──────── Source material

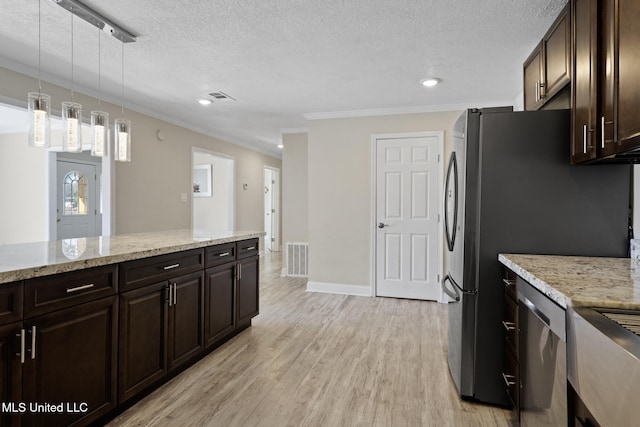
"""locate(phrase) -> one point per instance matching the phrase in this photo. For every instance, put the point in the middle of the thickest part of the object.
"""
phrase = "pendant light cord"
(122, 105)
(39, 49)
(71, 54)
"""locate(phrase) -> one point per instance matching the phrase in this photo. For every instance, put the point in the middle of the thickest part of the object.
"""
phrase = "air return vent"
(221, 96)
(297, 259)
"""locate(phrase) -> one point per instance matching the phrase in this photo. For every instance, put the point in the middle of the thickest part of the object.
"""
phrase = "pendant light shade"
(122, 136)
(99, 133)
(71, 127)
(39, 108)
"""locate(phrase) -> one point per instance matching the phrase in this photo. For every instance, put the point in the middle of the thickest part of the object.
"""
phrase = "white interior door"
(77, 210)
(408, 176)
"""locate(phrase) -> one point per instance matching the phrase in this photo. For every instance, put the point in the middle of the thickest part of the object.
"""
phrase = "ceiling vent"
(221, 96)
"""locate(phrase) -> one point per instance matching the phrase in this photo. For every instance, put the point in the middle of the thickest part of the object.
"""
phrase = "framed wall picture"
(202, 180)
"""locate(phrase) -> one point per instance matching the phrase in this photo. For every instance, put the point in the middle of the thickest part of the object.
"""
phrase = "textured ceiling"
(283, 59)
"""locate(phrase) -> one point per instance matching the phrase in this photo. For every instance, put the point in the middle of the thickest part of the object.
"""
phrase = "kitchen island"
(580, 281)
(596, 302)
(90, 325)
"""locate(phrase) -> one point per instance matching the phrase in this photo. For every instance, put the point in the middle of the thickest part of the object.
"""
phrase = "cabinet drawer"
(50, 293)
(10, 302)
(138, 273)
(510, 324)
(509, 281)
(511, 380)
(247, 248)
(220, 254)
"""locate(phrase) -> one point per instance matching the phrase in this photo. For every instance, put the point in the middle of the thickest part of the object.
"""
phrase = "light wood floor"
(314, 359)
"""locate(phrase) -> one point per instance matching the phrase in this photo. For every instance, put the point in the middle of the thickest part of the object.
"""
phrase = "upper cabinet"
(606, 87)
(548, 68)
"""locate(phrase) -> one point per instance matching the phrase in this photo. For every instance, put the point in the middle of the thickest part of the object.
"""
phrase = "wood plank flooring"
(314, 359)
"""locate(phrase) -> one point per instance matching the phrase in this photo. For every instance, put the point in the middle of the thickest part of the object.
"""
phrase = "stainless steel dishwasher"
(543, 359)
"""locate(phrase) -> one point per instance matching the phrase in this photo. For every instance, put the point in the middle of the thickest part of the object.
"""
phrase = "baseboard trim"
(338, 288)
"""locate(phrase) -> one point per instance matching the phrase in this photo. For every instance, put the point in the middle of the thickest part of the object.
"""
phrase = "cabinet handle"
(509, 380)
(33, 342)
(175, 293)
(22, 345)
(80, 288)
(509, 283)
(509, 326)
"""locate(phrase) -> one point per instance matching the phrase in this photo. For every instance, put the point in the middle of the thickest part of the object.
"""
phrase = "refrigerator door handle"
(453, 292)
(453, 168)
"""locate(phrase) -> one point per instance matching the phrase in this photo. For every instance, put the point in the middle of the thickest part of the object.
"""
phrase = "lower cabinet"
(160, 329)
(70, 361)
(247, 290)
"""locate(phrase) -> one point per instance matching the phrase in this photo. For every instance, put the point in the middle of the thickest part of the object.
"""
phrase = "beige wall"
(294, 188)
(148, 191)
(339, 173)
(24, 173)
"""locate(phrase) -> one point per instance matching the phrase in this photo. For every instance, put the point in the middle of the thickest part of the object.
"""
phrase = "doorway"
(271, 209)
(213, 200)
(407, 239)
(78, 211)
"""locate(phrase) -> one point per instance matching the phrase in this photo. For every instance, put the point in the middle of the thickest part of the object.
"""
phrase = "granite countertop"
(27, 260)
(580, 281)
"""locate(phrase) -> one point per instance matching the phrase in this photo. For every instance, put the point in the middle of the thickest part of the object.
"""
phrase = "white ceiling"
(283, 60)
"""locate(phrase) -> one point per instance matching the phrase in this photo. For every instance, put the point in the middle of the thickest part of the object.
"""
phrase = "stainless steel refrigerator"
(509, 188)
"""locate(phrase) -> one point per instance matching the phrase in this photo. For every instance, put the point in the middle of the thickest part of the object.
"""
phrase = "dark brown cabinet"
(143, 338)
(248, 271)
(606, 92)
(548, 69)
(71, 361)
(10, 373)
(220, 297)
(160, 329)
(510, 374)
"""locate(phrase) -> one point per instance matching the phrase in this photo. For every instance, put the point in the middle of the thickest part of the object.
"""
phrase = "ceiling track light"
(94, 18)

────────────────

What you are asked to do =>
Hand back all the entries exactly, leaving out the pictures.

Response below =>
"""locate(phrase) -> one point per instance matching the phrase in this photo. For every instance, put the point in the middle of the thickest part of the object.
"""
phrase = "pendant light cord"
(122, 105)
(39, 49)
(71, 54)
"""locate(phrase) -> one point per instance matching the phrase in this photo. For every instance, put the point in the middle of the thickest part of the object.
"""
phrase = "air return vent"
(221, 96)
(297, 259)
"""locate(phrase) -> one point per instance matching the phrase in this photo. For every instance, put the point in the middle of the thickest part of the object.
"""
phrase = "pendant light shade"
(122, 136)
(99, 133)
(71, 127)
(39, 108)
"""locate(phrase) -> one point per instance matching the phrase in this photo. For every instance, put the point in the middle of the thickest part of the object.
"""
phrase = "white interior door"
(77, 210)
(408, 176)
"""locate(phrase) -> one point per instance matching the phrase in this photo. For every instance, put the point in the middle of the thickest part of the object.
"""
phrase = "ceiling vent"
(221, 96)
"""locate(phrase) -> one point per instance matching the phrase in this photo. For every instance, put the point in the middle of the thickest part of the object.
"""
phrase = "framed wall picture"
(202, 180)
"""locate(phrase) -> one point per instance matching the phrase in this photo. For every instance, put the point in the middle of the thickest part of the object.
"""
phrase = "textured ceiling"
(283, 59)
"""locate(phrase) -> one point per instance matching the phrase in this photo. For every instance, put the point in the middle of the thickest part of the object.
"""
phrase = "kitchen island"
(580, 281)
(596, 302)
(90, 325)
"""locate(phrase) -> one point per instance matching the phrase in this photo. For every instance, put the point in the middle of the thickest part of the object.
"""
phrase = "cabinet drawer"
(50, 293)
(10, 302)
(138, 273)
(510, 324)
(509, 281)
(511, 380)
(247, 248)
(220, 254)
"""locate(phrase) -> one point per instance matching the phrase in this photo. For every instance, put the point in the middle of the thickest part of the object.
"""
phrase = "light wood floor"
(314, 359)
"""locate(phrase) -> one point per instance matching the phrase in this photo. For every instance, put the point in the middle of the thickest part of the object.
"""
phrase = "upper cabinet"
(606, 87)
(548, 68)
"""locate(phrase) -> one point per instance matching the phrase in this photo. For every instance, put the point in the middle of the thickest part of the object.
"""
phrase = "wood plank flooring"
(314, 359)
"""locate(phrase) -> one point per instance matching the phrase in this photo. For every instance, put the point in the middle of the thickest part of the object.
"""
phrase = "stainless steel dishwasher"
(543, 359)
"""locate(phrase) -> one point per instance matching the phrase in this photo. For every instance, put the point in the middle of the thickest part of the object.
"""
phrase = "baseboard trim"
(338, 288)
"""locate(phrase) -> one point per instance matching the phrase in this photo. For every instance, put the point in the middle of the thickest part of the object.
"""
phrase = "cabinet handle"
(509, 380)
(33, 342)
(175, 293)
(22, 345)
(80, 288)
(509, 283)
(509, 326)
"""locate(phrase) -> one point per instance matching the phrase in this photo. For every instance, put the point in the middle of the thickest part of the object.
"""
phrase = "refrigerator door handle"
(453, 292)
(453, 168)
"""locate(phrase) -> one point per instance matching the phrase in this photo. For every instance, put the point in the middle of the thickest part of the object.
"""
phrase = "lower cabinet"
(160, 329)
(70, 361)
(247, 290)
"""locate(phrase) -> one point per instance matching the phrase in this photo. For every instance, put the point in the middle of the thickest part of the object.
"""
phrase = "beige wall"
(294, 188)
(148, 191)
(339, 173)
(24, 173)
"""locate(phrase) -> one point per instance matching the phrase in this photo. For every instance, put the point in the middle of the thickest part of the object.
"""
phrase = "doorway"
(271, 209)
(213, 200)
(407, 239)
(78, 211)
"""locate(phrase) -> one point per instance matching the phrase in this photo. For every instance, put the point in the middle of the thickest part of the object.
"""
phrase = "granite countertop"
(27, 260)
(580, 281)
"""locate(phrase) -> one point per instance matching the phrase in this photo. For every instance, put the point in the middle of the thickest part of the object.
"""
phrase = "white ceiling"
(283, 60)
"""locate(phrase) -> one point per instance matching the phrase in this photo. For every instance, put the point in the middle of the thickest part of the object.
"""
phrase = "stainless steel refrigerator"
(509, 188)
"""locate(phrase) -> one point per instance matching the phrase in this photo. For every instance, put the point in the middle of the thickest part of the object.
"""
phrase = "dark brown cabinet"
(143, 338)
(248, 271)
(606, 92)
(548, 69)
(71, 361)
(10, 373)
(220, 297)
(160, 329)
(510, 374)
"""locate(phrase) -> one point per instance matching the phrase in this photo. For every instance, put the point in the middle of the thickest part of the object.
"""
phrase = "ceiling track light"
(94, 18)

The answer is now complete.